### WRITTEN INSTRUCTION:
Can you rewrite every line of the data, from the start up to and including the line containing "(265, 89), (289, 102)", adding 129 to each bounding box coordinate and leaving everything else unchanged?

### ENTRIES:
::::::::::

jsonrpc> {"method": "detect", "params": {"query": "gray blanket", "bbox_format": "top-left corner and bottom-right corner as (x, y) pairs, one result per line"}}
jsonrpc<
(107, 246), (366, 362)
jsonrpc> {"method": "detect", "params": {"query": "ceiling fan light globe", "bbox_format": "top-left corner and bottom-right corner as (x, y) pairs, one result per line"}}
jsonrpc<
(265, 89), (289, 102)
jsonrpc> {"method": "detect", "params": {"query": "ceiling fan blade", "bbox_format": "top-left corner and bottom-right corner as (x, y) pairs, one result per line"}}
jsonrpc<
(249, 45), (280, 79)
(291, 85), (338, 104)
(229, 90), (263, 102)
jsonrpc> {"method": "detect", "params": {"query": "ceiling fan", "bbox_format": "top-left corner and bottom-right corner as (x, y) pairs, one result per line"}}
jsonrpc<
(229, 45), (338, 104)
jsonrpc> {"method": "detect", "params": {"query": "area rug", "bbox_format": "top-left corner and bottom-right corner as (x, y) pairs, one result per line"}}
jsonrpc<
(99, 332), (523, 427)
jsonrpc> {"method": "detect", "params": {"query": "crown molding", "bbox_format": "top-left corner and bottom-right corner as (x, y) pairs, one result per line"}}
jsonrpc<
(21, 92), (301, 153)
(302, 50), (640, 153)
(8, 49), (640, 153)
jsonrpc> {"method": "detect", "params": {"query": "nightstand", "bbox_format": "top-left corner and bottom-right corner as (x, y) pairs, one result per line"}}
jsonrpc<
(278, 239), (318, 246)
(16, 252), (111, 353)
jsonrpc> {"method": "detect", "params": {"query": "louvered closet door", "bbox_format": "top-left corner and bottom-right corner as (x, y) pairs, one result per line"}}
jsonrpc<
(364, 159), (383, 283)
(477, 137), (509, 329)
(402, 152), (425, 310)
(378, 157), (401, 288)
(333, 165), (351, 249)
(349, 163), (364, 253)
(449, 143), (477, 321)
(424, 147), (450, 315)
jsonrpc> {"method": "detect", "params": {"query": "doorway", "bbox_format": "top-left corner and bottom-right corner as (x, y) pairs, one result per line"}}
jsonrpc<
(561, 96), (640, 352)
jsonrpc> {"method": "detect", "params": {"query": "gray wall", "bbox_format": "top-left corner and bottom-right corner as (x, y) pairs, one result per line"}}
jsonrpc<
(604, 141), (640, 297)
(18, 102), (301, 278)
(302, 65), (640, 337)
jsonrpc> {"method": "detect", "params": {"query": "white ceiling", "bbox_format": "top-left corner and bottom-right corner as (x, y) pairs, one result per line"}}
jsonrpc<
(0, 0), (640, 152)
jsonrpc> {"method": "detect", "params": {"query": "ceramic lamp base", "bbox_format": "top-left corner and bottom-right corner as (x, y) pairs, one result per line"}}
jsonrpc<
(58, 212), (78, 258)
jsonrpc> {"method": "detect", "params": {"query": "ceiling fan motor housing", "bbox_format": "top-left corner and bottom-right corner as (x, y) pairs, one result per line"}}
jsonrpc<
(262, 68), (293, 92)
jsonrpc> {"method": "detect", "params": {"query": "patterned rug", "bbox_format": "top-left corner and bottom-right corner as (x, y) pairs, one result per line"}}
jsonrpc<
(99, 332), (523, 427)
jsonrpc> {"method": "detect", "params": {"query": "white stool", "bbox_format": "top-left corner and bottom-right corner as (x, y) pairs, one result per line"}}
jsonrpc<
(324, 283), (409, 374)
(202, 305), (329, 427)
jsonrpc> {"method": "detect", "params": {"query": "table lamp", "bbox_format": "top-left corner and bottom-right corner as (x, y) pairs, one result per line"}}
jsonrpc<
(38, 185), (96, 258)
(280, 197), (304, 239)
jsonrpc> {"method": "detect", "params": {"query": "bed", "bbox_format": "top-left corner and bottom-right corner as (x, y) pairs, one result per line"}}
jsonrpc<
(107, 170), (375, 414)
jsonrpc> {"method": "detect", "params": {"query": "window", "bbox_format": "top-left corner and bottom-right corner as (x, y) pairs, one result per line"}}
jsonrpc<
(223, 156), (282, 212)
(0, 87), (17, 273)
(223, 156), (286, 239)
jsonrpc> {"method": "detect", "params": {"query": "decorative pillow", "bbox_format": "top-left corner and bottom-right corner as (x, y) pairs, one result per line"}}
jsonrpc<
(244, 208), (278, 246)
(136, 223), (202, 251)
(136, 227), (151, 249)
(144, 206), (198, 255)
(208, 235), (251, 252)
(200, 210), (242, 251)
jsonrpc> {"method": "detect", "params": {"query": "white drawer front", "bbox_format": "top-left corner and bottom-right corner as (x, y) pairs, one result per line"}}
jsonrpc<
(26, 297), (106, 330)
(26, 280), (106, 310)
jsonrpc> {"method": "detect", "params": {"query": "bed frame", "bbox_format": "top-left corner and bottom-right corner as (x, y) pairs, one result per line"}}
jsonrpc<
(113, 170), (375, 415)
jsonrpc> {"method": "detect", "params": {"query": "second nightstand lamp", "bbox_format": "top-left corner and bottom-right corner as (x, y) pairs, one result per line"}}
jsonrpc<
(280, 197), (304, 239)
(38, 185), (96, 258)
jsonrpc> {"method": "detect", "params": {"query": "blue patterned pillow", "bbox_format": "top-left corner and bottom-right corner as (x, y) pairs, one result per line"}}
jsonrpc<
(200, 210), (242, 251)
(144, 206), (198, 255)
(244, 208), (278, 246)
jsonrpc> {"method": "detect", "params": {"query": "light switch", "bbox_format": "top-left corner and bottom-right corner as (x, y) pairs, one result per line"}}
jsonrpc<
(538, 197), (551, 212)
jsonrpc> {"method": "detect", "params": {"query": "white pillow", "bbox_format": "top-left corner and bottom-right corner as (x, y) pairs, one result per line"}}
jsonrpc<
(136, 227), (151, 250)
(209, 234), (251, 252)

::::::::::

### WRITTEN SOLUTION:
jsonrpc> {"method": "detect", "params": {"query": "gray blanket", "bbox_format": "top-left corner and bottom-right corner as (x, y) pairs, one result per line"}}
jsonrpc<
(236, 375), (495, 491)
jsonrpc> {"method": "detect", "params": {"query": "ceiling fan light globe", "bbox_format": "top-left corner and bottom-right corner as (x, y) pairs, one result per line"}}
jsonrpc<
(394, 218), (418, 231)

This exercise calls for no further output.